* Entries for pointing and labeling
__________________________________________________
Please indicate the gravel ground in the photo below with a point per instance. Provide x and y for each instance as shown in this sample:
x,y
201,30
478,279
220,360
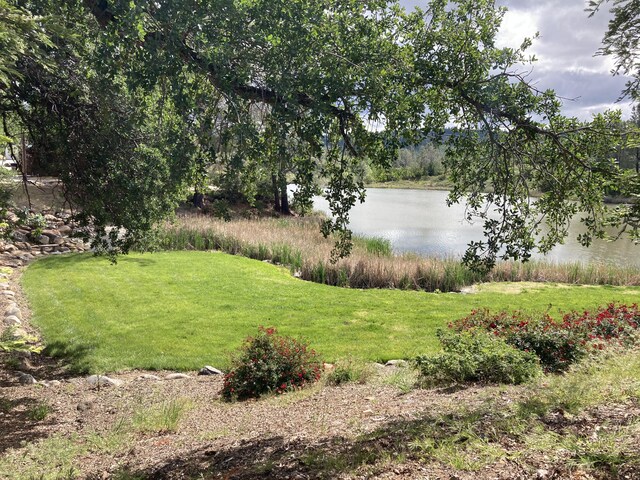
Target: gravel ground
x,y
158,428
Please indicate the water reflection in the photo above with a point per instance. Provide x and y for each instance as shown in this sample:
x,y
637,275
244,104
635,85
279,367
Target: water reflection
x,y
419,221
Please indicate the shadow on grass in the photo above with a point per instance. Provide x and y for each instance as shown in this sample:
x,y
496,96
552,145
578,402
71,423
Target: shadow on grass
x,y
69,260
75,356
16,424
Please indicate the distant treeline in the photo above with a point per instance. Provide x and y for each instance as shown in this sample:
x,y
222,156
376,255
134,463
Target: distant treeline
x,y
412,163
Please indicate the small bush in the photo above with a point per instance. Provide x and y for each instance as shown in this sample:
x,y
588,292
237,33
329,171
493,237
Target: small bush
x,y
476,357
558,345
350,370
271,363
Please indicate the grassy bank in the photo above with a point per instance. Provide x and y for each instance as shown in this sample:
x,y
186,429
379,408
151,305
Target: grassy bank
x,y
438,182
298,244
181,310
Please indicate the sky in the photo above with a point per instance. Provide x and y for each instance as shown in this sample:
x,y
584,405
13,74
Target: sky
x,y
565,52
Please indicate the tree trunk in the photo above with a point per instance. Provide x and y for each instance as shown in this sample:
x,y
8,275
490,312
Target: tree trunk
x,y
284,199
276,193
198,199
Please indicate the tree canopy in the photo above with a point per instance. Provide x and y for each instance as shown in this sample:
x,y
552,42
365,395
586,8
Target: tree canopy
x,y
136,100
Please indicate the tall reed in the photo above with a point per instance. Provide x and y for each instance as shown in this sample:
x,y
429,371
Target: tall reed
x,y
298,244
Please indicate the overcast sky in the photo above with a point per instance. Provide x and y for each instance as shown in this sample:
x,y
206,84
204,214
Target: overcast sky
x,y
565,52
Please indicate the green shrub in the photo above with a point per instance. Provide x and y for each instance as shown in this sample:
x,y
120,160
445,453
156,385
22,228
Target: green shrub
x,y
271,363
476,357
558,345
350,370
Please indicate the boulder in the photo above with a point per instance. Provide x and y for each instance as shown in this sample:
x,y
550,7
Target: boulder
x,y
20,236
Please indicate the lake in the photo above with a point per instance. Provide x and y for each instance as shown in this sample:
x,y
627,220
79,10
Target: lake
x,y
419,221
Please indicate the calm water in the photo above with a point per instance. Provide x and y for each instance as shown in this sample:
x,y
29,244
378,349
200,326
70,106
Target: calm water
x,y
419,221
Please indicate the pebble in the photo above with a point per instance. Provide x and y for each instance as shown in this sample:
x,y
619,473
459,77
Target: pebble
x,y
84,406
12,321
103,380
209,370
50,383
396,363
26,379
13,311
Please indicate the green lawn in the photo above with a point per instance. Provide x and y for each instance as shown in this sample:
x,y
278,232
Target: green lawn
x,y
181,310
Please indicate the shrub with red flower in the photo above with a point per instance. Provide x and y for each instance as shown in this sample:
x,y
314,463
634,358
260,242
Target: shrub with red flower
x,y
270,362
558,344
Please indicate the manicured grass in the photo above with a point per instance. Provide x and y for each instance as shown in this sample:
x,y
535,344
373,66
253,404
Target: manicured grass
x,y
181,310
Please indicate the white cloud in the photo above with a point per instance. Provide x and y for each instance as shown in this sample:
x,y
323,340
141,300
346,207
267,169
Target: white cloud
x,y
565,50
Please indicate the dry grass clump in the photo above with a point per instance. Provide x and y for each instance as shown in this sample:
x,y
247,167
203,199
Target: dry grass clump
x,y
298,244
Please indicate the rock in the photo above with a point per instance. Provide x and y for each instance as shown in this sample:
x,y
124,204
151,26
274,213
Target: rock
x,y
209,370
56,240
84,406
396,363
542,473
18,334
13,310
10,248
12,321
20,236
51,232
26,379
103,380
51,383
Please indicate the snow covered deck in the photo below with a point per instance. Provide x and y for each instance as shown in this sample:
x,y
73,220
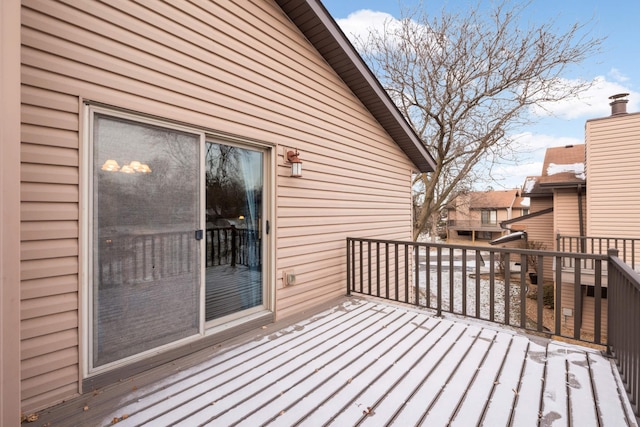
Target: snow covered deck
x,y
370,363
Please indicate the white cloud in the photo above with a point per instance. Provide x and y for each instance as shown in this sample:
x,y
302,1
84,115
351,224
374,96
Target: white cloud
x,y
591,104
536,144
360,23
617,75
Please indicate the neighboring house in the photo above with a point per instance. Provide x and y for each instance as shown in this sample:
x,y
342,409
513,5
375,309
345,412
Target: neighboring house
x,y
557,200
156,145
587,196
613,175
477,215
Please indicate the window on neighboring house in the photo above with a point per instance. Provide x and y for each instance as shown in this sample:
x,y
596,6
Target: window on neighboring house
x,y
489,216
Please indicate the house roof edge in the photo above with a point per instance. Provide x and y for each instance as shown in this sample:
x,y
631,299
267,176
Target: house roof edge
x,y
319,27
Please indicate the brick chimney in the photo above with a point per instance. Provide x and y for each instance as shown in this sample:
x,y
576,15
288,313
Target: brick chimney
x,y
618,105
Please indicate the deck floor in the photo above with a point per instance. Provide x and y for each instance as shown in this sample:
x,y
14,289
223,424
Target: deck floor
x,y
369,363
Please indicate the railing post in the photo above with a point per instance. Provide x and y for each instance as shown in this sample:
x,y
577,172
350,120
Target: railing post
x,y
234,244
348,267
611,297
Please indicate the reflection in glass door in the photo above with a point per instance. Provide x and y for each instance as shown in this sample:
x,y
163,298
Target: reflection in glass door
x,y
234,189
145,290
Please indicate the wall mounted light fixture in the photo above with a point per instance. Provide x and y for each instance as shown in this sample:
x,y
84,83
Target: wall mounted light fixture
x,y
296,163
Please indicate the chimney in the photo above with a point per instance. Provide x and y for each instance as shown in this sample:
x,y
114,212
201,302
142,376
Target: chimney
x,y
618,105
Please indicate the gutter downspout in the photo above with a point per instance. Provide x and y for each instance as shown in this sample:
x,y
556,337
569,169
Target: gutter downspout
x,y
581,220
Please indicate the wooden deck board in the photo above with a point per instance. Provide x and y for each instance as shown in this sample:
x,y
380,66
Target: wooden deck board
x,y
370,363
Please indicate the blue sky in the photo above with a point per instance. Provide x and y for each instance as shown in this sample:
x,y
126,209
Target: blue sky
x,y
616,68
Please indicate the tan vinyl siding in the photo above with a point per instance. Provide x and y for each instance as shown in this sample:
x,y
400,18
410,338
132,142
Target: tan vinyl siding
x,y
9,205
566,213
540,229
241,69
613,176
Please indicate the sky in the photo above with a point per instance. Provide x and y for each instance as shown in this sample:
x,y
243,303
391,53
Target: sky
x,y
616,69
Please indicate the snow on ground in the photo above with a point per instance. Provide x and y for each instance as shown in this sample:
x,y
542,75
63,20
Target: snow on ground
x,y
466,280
__________________________________________________
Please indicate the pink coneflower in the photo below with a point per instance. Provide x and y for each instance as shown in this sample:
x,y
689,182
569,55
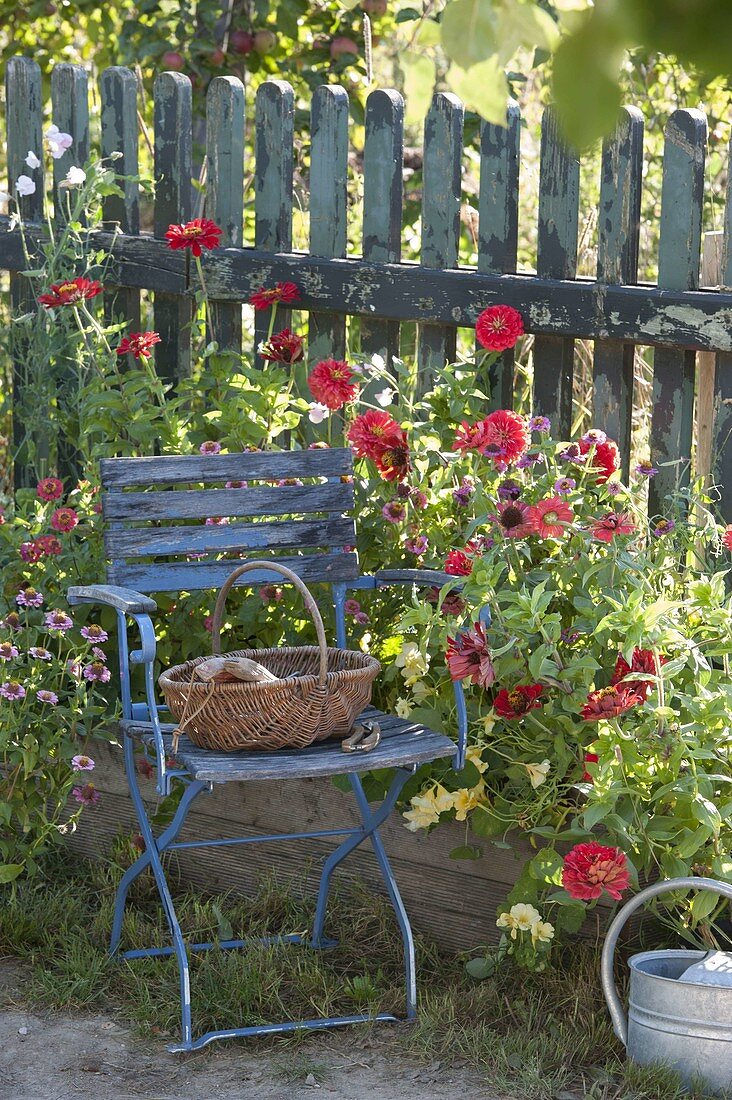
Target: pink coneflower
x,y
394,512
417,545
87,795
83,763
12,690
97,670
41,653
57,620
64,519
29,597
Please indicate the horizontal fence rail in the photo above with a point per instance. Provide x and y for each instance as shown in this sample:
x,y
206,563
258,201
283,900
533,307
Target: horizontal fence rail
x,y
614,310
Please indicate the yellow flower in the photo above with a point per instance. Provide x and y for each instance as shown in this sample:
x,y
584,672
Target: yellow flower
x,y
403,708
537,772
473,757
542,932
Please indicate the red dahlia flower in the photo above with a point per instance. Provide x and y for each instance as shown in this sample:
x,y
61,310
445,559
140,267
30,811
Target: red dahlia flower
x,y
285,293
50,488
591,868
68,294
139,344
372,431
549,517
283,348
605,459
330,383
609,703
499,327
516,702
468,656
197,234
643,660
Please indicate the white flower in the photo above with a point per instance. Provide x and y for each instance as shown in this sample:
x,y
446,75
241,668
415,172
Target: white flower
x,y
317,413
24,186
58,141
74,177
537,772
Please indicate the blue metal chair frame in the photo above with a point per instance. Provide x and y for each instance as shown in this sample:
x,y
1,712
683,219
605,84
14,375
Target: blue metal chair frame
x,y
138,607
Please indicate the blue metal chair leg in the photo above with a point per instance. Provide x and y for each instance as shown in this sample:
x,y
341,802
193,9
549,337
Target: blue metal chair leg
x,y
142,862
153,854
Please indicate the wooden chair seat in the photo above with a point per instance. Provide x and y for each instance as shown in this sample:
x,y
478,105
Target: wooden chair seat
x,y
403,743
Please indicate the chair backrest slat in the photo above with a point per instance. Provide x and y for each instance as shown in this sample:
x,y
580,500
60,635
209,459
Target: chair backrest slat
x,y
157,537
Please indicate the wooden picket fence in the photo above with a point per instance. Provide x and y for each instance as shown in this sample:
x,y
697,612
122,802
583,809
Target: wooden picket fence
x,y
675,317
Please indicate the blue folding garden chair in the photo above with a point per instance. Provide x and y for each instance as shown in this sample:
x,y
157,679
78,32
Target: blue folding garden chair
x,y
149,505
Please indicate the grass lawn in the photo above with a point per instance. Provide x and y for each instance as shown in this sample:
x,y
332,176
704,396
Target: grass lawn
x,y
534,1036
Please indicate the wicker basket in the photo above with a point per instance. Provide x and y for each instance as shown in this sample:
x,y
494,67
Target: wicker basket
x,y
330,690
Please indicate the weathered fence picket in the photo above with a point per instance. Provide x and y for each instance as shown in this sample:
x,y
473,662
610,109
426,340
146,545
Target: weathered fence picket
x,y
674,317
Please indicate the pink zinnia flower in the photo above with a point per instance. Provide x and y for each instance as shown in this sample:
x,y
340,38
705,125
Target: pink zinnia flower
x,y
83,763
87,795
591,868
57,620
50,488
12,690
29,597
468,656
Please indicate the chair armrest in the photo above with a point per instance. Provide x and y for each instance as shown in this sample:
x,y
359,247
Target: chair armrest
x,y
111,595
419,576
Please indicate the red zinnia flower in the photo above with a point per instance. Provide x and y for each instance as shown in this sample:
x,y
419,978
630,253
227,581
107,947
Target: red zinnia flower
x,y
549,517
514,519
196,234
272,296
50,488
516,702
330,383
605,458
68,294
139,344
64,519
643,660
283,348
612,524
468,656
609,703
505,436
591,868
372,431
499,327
__________________________________________________
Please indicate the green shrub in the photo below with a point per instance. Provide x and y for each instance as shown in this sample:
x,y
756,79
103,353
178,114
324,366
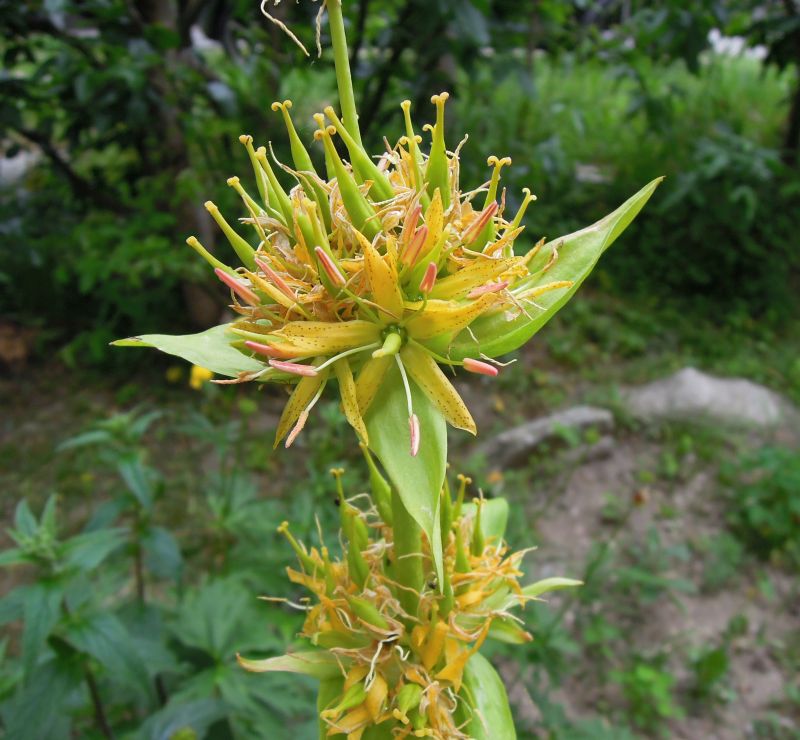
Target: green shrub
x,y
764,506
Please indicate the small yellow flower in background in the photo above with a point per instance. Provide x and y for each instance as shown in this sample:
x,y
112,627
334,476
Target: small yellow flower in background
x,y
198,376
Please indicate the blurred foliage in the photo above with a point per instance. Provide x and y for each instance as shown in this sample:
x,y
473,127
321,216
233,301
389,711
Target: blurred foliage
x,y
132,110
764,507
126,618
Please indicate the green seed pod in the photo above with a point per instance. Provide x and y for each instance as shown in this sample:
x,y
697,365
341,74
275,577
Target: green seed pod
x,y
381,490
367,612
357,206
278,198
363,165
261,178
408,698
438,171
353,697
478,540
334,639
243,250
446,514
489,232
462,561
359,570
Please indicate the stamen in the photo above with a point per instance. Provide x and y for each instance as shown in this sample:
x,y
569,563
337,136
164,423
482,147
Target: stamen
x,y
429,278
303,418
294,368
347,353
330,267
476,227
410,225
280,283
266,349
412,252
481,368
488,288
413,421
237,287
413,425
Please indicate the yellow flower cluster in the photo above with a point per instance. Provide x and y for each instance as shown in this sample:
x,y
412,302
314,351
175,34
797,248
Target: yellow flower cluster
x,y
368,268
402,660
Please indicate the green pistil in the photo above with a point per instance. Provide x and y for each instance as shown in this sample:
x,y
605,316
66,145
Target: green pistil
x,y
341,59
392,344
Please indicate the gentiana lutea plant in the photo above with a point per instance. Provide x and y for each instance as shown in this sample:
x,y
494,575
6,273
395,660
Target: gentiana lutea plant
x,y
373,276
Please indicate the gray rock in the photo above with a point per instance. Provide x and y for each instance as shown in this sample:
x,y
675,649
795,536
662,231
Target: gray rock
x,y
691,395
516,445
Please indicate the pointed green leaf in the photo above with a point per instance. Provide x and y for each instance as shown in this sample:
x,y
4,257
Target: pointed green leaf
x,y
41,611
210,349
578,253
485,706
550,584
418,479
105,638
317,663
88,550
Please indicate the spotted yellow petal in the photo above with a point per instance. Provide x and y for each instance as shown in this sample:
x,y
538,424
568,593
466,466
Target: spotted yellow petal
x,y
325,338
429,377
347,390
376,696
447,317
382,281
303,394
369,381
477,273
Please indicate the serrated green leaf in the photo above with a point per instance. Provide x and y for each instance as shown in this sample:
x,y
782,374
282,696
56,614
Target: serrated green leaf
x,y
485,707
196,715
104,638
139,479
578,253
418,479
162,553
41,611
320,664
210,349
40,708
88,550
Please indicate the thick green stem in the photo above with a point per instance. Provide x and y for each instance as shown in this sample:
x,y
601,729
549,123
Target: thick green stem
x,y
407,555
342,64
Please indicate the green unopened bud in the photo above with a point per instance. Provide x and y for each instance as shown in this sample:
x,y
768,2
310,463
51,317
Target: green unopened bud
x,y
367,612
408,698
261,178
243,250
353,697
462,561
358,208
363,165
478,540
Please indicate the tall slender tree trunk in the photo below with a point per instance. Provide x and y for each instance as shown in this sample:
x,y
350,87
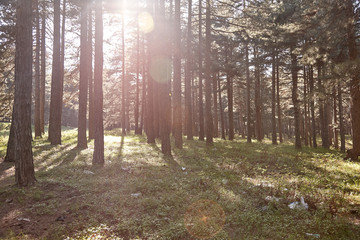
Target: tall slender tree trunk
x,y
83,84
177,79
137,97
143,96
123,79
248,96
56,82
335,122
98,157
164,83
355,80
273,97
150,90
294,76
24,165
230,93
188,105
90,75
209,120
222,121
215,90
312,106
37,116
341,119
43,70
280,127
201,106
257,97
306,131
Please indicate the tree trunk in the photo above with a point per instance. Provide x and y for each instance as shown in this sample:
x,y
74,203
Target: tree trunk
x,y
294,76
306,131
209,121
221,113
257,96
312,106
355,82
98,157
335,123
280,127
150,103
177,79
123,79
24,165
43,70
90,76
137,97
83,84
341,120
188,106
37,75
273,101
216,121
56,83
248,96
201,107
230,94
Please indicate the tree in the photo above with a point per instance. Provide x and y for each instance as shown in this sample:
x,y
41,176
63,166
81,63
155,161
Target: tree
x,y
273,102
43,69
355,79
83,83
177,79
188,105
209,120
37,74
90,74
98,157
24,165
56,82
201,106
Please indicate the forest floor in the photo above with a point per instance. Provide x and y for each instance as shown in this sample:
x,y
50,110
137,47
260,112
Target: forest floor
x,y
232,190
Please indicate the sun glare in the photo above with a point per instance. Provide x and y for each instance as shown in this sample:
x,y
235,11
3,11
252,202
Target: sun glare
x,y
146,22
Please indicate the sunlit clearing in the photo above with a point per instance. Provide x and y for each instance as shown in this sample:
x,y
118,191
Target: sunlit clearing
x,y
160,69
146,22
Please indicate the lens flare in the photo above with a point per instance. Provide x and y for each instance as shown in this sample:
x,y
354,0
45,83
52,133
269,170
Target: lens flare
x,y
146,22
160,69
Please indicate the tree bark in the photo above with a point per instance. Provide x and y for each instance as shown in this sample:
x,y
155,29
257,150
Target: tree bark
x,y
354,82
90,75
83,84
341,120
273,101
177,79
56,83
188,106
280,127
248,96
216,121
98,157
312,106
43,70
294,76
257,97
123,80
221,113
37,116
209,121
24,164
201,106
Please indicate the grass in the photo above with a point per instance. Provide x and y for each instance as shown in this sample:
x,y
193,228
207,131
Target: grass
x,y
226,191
__________________________________________________
* STATED EXERCISE
How many lines in the entries above contain the string "wall", with uppercase and lowercase treated as different? Reply with the number alone.

* COMPLETE OUTPUT
2